#### TESTO DATO:
- - -
Contemplativi con i piedi per terra

Le pagine di Evangelii Gaudium si fermano spesso sulla parola ‘contemplare’, che esprime un atteggiamento attivo, responsabile e accogliente nei confronti della realtà e del Vangelo. Tre citazioni chiave di Evangelii Gaudium possono aiutarci a comprendere l’importanza di questa espressione: «la Chiesa ha bisogno di uno sguardo di vicinanza per contemplare, commuoversi e fermarsi davanti all’altro tutte le volte che sia necessario» (EG 169); e ancora: «l’amore autentico è sempre contemplativo» (EG 199); «la migliore motivazione per decidersi a comunicare il Vangelo è contemplarlo con amore, è sostare sulle sue pagine e leggerlo con il cuore.. Perciò è urgente ricuperare uno spirito contemplativo, che ci permetta di riscoprire ogni giorno che siamo depositari di un bene che umanizza, che aiuta a condurre una vita nuova. Non c’è niente di meglio da trasmettere agli altri» (EG 264). Questo ‘cuore’ contemplativo sa cogliere con gioia e stupore i linguaggi del divino con cui il Signore parla agli uomini di ogni tempo e con cui suscita nuovi linguaggi.
- - -
#### CONSEGNA:
Riscrivi come elenco puntato il paragrafo del testo che comincia con «Le pagine di Evangelii Gaudium», conservando i fatti principali. Le voci qui sotto non servono per lo svolgimento.

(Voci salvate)
- - -
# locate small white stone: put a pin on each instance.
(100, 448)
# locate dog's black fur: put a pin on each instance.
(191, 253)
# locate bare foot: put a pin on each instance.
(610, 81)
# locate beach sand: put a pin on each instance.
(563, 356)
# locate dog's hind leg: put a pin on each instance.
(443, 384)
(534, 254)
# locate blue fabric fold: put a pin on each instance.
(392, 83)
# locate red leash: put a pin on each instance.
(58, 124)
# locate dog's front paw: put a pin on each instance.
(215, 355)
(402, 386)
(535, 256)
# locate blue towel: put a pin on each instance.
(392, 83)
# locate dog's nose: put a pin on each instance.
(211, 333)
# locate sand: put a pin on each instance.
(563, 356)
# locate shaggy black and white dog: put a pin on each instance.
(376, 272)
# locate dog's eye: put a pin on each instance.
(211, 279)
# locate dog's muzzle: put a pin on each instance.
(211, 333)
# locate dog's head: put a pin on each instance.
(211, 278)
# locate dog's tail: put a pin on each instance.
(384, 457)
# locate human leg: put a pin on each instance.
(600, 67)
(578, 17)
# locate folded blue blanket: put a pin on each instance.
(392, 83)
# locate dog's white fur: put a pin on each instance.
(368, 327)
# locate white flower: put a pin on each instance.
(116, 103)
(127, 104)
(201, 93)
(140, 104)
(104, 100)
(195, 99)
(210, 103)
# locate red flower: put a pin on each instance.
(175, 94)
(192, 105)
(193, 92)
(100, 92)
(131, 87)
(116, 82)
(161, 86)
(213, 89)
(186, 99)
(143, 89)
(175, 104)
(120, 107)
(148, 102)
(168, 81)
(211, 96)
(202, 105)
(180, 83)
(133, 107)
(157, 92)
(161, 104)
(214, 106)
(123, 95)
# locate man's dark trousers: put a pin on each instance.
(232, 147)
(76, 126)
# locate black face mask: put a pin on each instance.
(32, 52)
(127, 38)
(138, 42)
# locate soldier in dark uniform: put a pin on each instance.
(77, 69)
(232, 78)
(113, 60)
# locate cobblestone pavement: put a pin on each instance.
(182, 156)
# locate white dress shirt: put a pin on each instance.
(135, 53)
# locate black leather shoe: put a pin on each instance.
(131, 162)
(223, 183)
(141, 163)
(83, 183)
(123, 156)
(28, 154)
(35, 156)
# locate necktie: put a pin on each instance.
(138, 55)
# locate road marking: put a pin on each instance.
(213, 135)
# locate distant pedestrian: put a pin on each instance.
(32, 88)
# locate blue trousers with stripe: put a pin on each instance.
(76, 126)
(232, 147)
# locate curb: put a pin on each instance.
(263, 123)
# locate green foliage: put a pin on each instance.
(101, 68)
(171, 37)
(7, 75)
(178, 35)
- - -
#### SOLUZIONE:
- Evangelii Gaudium torna spesso sulla parola «contemplare», che indica un atteggiamento attivo, responsabile e accogliente verso la realtà e il Vangelo.
- EG 169: la Chiesa ha bisogno di uno sguardo di vicinanza per contemplare, commuoversi e fermarsi davanti all'altro ogni volta che serve.
- EG 199: l'amore autentico è sempre contemplativo.
- EG 264: la motivazione migliore per comunicare il Vangelo è contemplarlo con amore e leggerlo con il cuore. Per questo è urgente recuperare uno spirito contemplativo, che fa riscoprire ogni giorno di custodire un bene che umanizza e aiuta a vivere una vita nuova.
- Il cuore contemplativo coglie con gioia e stupore i linguaggi del divino con cui il Signore parla agli uomini di ogni tempo, e con cui ne suscita di nuovi.